YOUR GOAL
Transcribe all of the material below word for word and leave out its pictures.

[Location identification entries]
>>>>>
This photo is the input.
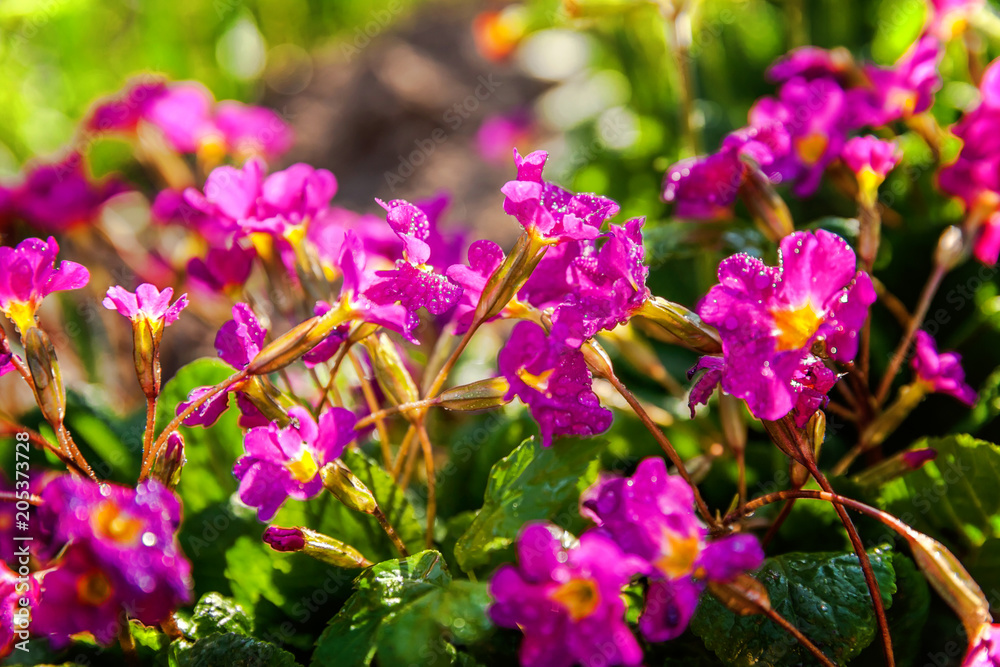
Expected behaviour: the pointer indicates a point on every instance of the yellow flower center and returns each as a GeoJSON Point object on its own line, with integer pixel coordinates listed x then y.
{"type": "Point", "coordinates": [578, 596]}
{"type": "Point", "coordinates": [305, 468]}
{"type": "Point", "coordinates": [811, 147]}
{"type": "Point", "coordinates": [538, 382]}
{"type": "Point", "coordinates": [110, 522]}
{"type": "Point", "coordinates": [794, 328]}
{"type": "Point", "coordinates": [679, 554]}
{"type": "Point", "coordinates": [22, 314]}
{"type": "Point", "coordinates": [93, 588]}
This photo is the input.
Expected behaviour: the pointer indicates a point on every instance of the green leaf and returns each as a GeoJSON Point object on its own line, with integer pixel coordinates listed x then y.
{"type": "Point", "coordinates": [955, 497]}
{"type": "Point", "coordinates": [406, 610]}
{"type": "Point", "coordinates": [215, 613]}
{"type": "Point", "coordinates": [228, 649]}
{"type": "Point", "coordinates": [822, 594]}
{"type": "Point", "coordinates": [534, 483]}
{"type": "Point", "coordinates": [207, 477]}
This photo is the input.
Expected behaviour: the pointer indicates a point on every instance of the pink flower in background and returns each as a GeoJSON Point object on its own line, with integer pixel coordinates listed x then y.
{"type": "Point", "coordinates": [30, 275]}
{"type": "Point", "coordinates": [940, 372]}
{"type": "Point", "coordinates": [770, 319]}
{"type": "Point", "coordinates": [191, 121]}
{"type": "Point", "coordinates": [501, 133]}
{"type": "Point", "coordinates": [567, 602]}
{"type": "Point", "coordinates": [55, 197]}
<<<<<
EXERCISE OUTPUT
This photo is the input.
Expected behaviour: the pointer indicates a point on every instance of the yellow flower center and returns each as a GeoJSON Point object on its own line, with integer pixel coordinates listed x then y.
{"type": "Point", "coordinates": [578, 596]}
{"type": "Point", "coordinates": [305, 468]}
{"type": "Point", "coordinates": [811, 147]}
{"type": "Point", "coordinates": [538, 382]}
{"type": "Point", "coordinates": [110, 522]}
{"type": "Point", "coordinates": [794, 328]}
{"type": "Point", "coordinates": [679, 554]}
{"type": "Point", "coordinates": [22, 314]}
{"type": "Point", "coordinates": [93, 588]}
This photo is the input.
Expected behaviour: the pointer indicates a point on every instance of the green leaf and returns each as a GeoJSON Point object on its own line, with integer pixel coordinates listed x then y.
{"type": "Point", "coordinates": [955, 497]}
{"type": "Point", "coordinates": [406, 610]}
{"type": "Point", "coordinates": [215, 613]}
{"type": "Point", "coordinates": [228, 649]}
{"type": "Point", "coordinates": [822, 594]}
{"type": "Point", "coordinates": [534, 483]}
{"type": "Point", "coordinates": [207, 477]}
This photo is the input.
Expected behaviour: the pointer indicates a point on every instance of the pink flower in background and returns each as a GeoJSON Point object on its own line, with integer pixel coordinates listed x then y.
{"type": "Point", "coordinates": [30, 275]}
{"type": "Point", "coordinates": [940, 372]}
{"type": "Point", "coordinates": [770, 319]}
{"type": "Point", "coordinates": [191, 121]}
{"type": "Point", "coordinates": [501, 133]}
{"type": "Point", "coordinates": [567, 602]}
{"type": "Point", "coordinates": [55, 197]}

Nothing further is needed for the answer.